_SET PROBLEM_: Please duplicate the listing below, beginning at its first line and stopping after the line that contains "L 57 0 L 44". Leave the pictures out of your copy.

Polygon annotations for photos:
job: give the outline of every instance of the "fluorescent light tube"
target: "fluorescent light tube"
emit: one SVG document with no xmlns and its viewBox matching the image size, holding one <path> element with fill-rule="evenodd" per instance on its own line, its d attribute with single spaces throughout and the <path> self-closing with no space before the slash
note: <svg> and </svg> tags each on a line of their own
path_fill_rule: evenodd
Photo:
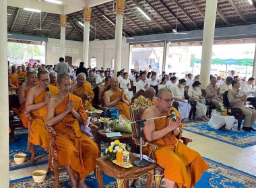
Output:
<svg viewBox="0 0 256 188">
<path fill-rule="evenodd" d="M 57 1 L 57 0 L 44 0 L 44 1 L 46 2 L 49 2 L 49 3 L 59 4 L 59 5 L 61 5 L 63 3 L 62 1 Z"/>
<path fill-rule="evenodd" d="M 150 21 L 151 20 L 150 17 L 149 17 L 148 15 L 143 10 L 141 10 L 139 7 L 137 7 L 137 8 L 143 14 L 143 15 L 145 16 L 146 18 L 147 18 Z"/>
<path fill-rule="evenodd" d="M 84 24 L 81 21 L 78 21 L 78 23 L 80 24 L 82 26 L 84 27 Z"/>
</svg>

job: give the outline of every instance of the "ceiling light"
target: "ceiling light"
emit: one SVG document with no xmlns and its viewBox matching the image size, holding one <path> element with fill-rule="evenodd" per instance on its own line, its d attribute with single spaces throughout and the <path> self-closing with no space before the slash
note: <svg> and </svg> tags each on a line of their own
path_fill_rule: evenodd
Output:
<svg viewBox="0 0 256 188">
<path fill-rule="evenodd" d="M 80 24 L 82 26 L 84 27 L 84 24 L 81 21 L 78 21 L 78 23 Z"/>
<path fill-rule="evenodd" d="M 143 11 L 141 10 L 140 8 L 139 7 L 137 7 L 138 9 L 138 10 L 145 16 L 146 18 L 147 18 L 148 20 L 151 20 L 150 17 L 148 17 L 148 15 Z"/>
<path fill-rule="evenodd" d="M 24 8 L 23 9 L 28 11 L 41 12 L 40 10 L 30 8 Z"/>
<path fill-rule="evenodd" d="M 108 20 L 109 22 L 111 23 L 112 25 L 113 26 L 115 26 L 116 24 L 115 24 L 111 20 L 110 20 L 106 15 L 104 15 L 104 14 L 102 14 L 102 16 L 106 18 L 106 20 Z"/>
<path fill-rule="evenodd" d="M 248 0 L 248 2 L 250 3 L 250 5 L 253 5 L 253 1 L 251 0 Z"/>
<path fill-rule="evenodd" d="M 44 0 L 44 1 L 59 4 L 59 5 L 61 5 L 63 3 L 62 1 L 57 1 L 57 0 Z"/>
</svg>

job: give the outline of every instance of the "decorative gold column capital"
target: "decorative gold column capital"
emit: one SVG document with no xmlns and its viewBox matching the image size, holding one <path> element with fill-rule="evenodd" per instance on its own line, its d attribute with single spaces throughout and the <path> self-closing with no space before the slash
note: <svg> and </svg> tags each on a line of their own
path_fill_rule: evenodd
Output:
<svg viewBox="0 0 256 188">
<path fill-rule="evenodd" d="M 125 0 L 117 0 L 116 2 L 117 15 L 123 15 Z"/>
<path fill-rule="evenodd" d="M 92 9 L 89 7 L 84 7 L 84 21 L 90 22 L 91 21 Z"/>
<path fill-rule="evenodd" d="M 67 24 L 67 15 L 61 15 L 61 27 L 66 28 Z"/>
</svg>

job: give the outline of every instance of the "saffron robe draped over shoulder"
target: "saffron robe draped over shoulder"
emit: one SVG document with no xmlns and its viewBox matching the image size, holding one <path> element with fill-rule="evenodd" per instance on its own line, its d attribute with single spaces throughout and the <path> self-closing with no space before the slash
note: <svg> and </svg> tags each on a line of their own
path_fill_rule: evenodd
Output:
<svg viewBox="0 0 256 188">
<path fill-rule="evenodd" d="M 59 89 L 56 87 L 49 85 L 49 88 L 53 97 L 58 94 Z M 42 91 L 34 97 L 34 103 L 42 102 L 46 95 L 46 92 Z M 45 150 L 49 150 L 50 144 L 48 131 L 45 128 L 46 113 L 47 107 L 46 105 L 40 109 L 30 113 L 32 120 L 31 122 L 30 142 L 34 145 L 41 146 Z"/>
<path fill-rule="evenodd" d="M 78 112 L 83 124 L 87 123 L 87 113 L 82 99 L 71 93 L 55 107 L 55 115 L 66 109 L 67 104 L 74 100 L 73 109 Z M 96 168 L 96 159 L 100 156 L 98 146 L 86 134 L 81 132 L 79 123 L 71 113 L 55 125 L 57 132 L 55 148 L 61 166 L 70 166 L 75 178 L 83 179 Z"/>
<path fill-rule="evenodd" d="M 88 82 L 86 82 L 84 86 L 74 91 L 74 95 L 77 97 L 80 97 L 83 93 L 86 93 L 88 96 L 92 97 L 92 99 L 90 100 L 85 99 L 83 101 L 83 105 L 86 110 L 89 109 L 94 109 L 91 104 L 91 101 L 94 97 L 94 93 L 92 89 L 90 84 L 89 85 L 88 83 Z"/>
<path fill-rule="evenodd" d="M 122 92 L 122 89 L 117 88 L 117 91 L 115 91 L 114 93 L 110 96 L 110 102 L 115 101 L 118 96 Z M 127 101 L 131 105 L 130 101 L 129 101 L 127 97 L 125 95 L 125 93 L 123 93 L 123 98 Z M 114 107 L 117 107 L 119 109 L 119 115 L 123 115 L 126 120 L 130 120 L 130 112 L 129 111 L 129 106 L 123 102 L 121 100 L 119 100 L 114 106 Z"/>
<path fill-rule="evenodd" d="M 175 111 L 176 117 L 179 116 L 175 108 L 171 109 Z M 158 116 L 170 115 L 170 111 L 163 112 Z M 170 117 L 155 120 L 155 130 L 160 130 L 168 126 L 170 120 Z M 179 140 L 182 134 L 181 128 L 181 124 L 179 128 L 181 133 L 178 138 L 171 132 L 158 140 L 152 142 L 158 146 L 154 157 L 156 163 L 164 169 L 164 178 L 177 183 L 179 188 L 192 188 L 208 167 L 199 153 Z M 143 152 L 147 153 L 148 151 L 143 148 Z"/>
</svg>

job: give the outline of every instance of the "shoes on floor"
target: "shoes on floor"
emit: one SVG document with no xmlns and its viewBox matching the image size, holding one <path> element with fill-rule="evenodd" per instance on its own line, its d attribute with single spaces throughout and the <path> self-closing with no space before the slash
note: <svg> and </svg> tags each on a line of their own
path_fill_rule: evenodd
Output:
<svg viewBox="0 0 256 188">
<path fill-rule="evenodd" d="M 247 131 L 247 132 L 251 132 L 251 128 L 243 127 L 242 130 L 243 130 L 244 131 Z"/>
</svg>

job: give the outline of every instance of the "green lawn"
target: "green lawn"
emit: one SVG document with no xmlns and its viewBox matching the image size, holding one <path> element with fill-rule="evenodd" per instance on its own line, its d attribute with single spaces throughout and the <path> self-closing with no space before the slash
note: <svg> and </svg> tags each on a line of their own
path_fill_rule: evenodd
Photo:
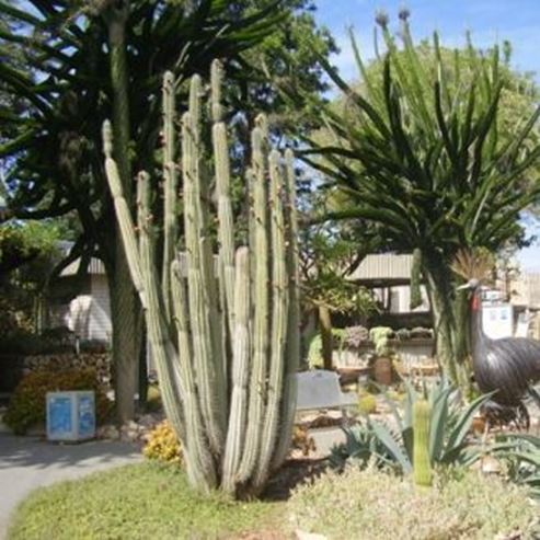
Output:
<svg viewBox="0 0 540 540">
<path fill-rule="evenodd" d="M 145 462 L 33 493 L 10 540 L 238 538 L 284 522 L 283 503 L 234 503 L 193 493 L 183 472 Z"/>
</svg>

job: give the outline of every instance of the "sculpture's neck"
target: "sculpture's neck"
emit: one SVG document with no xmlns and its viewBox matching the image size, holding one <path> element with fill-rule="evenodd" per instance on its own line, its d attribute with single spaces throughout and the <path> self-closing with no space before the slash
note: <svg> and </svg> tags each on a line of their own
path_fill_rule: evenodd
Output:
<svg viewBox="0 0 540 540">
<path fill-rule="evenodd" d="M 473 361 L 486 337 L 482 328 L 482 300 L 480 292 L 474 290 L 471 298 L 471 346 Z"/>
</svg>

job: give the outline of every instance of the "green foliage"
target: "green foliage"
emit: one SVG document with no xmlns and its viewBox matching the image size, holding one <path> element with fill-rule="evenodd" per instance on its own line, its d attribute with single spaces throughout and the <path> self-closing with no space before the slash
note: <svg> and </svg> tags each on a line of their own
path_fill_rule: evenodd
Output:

_WRITTEN ANSWER_:
job: give the outline of every instance of the "fluorescent light tube"
target: "fluorescent light tube"
emit: one SVG document with no xmlns and its viewBox matching the image size, holding one <path> element with fill-rule="evenodd" per instance on its own line, its d attribute with single spaces throughout and the <path> self-closing with no space before the slash
note: <svg> and </svg> tags each on a line of their own
path_fill_rule: evenodd
Photo:
Output:
<svg viewBox="0 0 256 188">
<path fill-rule="evenodd" d="M 57 1 L 57 0 L 44 0 L 44 1 L 46 2 L 49 2 L 49 3 L 59 4 L 59 5 L 61 5 L 63 3 L 62 1 Z"/>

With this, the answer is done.